REQUIREMENTS: Return each line from the rows below that contains the string "beach". Case counts.

[MATERIAL FOR THIS EXERCISE start]

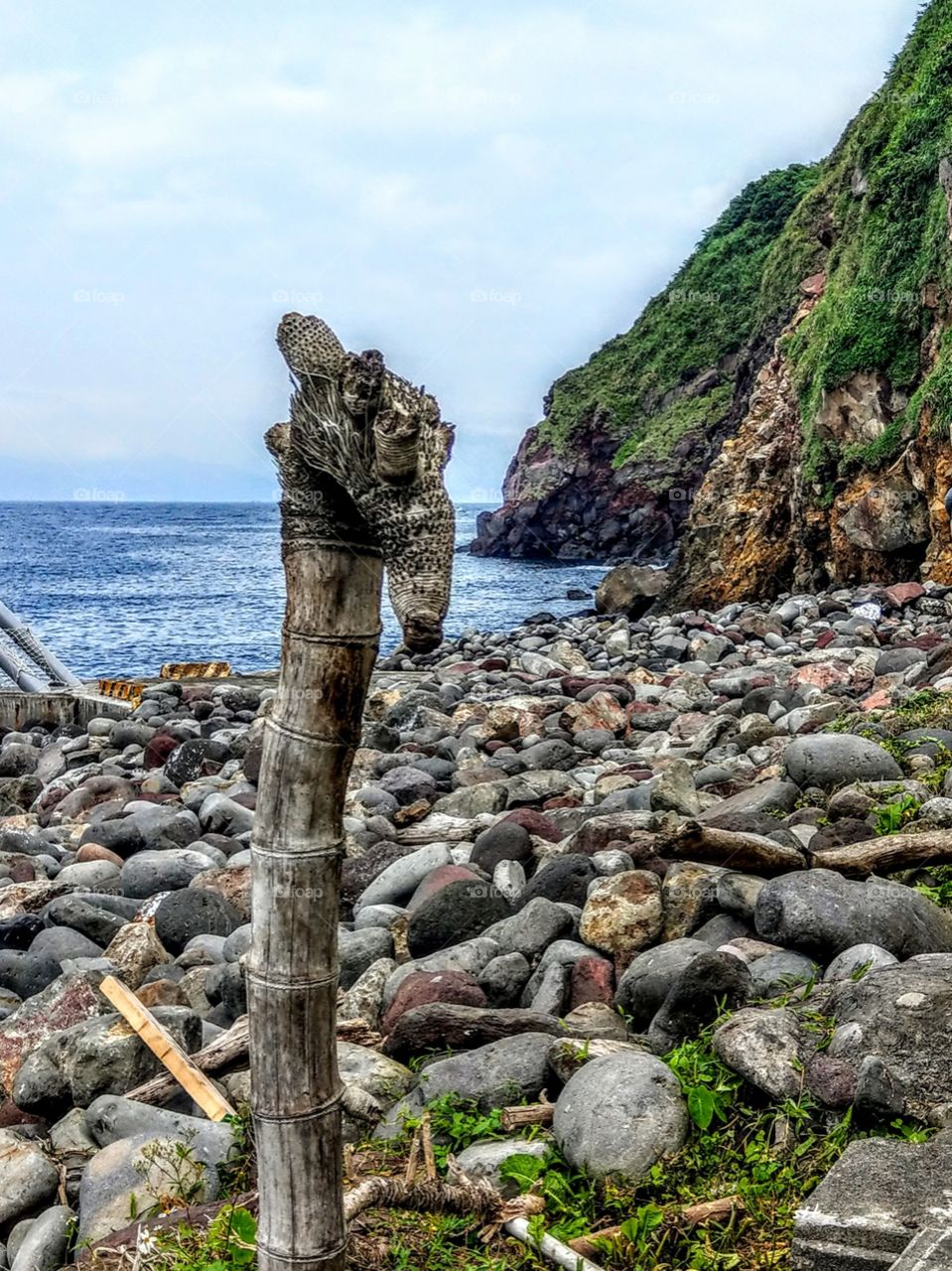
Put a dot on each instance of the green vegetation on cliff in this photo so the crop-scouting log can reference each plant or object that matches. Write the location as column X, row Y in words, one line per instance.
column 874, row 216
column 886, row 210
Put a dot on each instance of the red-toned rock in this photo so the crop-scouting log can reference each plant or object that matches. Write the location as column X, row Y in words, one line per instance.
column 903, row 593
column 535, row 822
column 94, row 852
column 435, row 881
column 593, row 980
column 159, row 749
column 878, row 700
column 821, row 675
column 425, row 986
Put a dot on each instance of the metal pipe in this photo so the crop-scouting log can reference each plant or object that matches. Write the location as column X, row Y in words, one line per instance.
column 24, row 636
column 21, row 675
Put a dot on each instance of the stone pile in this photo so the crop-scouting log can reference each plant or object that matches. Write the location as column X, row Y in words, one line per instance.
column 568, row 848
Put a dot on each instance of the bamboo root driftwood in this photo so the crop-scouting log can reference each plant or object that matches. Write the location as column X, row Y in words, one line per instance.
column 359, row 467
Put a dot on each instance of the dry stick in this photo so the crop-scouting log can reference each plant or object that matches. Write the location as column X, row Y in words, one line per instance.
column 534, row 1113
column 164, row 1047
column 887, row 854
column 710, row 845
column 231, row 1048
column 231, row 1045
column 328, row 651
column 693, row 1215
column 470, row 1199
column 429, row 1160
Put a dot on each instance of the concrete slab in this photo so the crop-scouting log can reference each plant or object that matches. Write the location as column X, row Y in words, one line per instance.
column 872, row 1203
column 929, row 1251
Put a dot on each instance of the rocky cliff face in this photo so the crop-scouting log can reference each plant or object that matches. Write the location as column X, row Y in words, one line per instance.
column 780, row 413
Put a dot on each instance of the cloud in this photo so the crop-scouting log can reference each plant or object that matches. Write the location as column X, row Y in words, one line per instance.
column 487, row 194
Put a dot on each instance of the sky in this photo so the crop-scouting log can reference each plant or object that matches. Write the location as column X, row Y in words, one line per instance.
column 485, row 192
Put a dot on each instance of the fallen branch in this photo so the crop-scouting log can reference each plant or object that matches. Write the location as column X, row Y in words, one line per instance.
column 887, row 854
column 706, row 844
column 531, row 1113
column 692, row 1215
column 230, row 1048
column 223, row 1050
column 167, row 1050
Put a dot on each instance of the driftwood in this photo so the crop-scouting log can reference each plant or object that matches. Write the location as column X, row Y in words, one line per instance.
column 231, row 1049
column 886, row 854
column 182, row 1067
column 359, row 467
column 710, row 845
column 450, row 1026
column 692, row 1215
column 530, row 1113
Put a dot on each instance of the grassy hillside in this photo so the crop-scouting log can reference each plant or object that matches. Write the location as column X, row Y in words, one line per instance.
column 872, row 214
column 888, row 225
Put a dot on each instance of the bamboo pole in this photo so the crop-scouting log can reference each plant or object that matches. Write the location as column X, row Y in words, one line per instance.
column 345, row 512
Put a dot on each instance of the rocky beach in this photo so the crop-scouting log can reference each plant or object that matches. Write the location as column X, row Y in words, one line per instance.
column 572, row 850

[MATERIAL FOR THIS EXERCISE end]
[MATERIAL FOR THIS EXERCISE start]

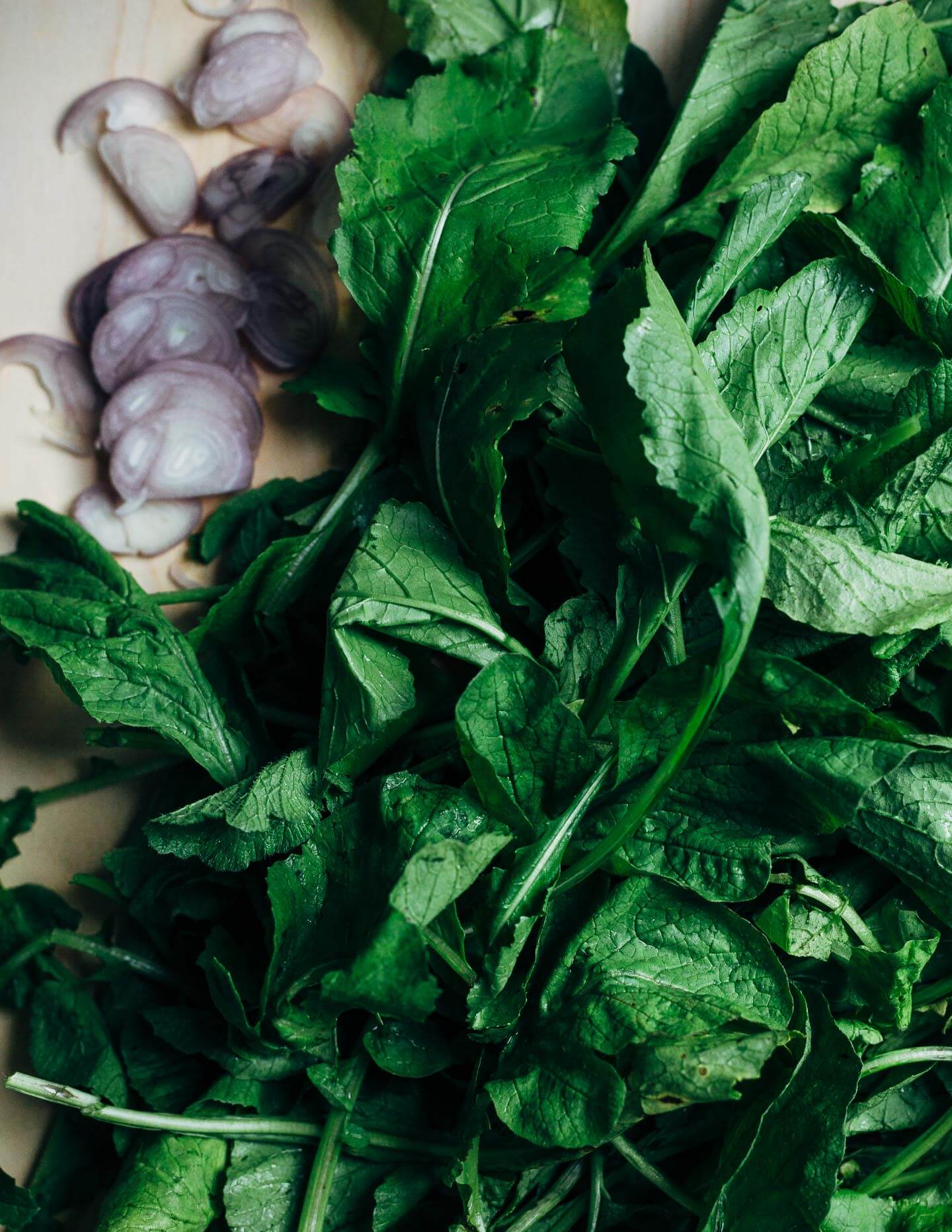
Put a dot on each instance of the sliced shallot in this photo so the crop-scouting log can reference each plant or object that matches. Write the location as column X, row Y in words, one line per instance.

[MATERIAL FOR THIS EXERCISE end]

OUTPUT FOR THIS TASK:
Put a dot on each instance of the rocky beach in this photo so the crop-scouting log can reference each plant or object that matches. Write the location as column X, row Y in words, one line per instance.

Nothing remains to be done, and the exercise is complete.